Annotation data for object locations
* Begin *

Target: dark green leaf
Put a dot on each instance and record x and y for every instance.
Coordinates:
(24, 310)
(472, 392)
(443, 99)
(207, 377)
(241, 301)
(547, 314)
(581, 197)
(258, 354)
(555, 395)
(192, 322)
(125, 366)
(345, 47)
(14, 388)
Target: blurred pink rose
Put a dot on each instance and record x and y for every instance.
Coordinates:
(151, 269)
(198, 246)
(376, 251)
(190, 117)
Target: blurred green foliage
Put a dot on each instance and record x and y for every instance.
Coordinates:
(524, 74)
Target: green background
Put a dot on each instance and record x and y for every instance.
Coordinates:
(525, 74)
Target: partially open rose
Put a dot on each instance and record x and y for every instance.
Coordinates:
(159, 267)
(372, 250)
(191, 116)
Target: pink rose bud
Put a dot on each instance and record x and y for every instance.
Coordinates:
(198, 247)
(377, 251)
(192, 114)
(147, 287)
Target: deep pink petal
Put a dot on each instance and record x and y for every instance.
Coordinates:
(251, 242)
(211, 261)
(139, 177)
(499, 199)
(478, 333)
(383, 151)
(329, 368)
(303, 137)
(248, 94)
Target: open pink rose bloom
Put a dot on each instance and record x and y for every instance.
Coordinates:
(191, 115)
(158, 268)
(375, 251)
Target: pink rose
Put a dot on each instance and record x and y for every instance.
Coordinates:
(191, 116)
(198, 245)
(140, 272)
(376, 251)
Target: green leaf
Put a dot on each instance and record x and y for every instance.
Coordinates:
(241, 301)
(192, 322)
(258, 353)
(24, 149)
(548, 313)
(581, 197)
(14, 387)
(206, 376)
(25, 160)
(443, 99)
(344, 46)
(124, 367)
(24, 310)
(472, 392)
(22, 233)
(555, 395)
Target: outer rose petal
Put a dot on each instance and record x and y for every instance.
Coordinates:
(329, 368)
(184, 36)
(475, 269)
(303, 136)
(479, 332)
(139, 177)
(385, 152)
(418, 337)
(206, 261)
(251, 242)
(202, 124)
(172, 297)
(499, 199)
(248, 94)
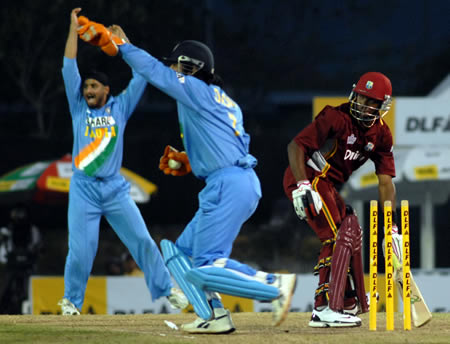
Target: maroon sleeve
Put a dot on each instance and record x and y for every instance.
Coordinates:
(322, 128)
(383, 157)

* End *
* Begin *

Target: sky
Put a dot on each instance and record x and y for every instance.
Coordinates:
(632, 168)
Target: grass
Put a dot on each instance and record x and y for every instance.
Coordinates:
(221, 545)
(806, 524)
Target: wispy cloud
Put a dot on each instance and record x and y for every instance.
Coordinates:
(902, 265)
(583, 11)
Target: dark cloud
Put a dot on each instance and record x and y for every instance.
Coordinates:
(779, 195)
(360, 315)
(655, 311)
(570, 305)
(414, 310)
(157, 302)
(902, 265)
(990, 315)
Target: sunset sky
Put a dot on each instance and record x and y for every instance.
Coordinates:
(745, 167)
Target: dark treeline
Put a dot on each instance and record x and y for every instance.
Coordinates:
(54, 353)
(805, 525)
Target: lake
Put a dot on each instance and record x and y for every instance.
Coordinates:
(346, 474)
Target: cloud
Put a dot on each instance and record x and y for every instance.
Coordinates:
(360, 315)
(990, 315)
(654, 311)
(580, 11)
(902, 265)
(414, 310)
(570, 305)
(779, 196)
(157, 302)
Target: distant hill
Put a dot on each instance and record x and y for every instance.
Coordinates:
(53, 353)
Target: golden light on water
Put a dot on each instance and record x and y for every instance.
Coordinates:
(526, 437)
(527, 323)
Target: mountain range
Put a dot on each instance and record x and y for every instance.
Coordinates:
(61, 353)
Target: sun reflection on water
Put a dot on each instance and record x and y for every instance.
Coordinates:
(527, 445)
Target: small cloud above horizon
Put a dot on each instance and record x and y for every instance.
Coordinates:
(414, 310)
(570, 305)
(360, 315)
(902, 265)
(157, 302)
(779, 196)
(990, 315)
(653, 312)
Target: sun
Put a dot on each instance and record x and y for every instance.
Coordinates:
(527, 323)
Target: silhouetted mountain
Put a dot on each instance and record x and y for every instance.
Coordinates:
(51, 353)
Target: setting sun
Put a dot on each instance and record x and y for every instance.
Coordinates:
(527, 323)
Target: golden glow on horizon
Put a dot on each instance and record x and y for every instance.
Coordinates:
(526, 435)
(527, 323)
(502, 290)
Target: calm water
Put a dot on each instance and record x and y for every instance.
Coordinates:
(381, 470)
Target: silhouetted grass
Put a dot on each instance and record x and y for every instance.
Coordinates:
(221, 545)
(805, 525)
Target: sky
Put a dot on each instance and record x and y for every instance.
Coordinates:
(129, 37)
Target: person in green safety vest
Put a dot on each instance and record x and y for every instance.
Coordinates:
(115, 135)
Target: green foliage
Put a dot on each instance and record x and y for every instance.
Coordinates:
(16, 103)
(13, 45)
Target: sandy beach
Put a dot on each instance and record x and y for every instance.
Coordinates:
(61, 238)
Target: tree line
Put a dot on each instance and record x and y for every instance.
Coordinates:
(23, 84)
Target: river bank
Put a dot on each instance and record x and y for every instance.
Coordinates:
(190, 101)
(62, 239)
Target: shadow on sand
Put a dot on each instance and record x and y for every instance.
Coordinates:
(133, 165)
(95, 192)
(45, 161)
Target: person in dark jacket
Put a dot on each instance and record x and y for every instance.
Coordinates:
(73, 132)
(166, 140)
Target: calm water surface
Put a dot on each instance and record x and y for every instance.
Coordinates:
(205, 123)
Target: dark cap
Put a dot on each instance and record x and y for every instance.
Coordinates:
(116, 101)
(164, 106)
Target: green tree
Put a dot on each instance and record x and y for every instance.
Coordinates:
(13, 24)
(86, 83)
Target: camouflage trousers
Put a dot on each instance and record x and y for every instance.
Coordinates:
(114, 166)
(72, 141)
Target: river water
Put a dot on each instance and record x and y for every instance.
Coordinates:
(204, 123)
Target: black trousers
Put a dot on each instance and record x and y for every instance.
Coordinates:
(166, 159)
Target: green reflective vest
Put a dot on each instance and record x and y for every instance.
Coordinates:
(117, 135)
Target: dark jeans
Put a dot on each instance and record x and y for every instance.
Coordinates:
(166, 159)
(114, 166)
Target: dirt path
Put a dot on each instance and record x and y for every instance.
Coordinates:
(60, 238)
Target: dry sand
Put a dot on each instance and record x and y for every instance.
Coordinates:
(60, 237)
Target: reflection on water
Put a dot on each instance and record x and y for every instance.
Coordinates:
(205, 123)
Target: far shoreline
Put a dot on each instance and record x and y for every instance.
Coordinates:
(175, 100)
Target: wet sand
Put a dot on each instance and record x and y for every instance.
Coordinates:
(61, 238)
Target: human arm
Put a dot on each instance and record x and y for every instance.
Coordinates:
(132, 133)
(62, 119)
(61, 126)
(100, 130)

* End *
* Begin *

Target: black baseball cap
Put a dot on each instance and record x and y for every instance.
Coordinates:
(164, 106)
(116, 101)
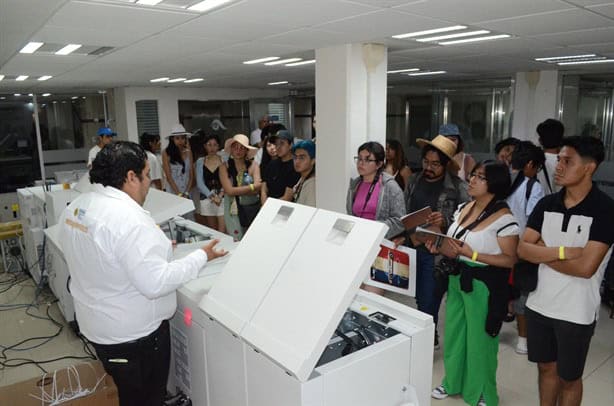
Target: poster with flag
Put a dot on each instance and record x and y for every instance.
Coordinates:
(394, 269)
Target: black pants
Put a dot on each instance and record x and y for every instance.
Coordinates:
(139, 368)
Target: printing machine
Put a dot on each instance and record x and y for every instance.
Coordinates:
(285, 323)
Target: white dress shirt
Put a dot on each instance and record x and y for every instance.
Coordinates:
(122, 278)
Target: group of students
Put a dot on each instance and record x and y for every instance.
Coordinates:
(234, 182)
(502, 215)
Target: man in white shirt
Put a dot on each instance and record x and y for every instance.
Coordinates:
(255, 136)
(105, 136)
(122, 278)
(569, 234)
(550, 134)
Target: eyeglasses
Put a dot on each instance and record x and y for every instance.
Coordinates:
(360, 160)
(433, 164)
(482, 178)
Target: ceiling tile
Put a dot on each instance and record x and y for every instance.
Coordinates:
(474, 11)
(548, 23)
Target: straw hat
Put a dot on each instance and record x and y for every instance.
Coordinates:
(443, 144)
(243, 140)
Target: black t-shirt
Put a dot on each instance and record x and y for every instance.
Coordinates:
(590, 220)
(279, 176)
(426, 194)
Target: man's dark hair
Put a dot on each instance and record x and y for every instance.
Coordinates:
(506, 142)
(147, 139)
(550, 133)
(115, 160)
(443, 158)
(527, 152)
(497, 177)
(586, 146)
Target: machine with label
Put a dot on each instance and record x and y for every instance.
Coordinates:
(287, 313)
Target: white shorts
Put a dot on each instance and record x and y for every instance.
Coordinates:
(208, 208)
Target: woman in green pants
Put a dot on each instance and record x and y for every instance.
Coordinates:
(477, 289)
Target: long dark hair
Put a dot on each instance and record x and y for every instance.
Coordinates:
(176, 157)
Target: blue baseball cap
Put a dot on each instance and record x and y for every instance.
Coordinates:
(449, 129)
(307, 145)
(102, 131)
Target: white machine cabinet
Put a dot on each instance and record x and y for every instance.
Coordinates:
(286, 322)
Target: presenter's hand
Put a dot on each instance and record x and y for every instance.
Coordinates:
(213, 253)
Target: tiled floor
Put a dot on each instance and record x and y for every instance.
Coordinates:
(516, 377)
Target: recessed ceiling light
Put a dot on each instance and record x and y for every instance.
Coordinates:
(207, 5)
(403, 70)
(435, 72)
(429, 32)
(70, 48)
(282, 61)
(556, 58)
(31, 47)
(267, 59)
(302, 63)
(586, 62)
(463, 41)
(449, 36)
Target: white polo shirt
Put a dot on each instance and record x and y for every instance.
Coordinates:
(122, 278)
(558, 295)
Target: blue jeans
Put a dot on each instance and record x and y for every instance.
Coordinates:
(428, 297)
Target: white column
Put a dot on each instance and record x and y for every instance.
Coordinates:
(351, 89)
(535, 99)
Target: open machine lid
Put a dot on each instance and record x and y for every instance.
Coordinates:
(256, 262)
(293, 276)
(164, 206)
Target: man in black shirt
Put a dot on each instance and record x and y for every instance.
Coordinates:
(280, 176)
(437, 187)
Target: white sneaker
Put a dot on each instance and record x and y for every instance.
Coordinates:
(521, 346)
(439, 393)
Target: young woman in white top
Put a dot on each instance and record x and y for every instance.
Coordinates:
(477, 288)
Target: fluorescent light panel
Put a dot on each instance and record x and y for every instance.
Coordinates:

* End *

**GOAL:** Identify every line above that contains the word "woman", treating uppercase and lowercase letters as distinct, and copy each such line.

**WORKED ANSWER:**
Target: woman in green pants
Target: young woman in white top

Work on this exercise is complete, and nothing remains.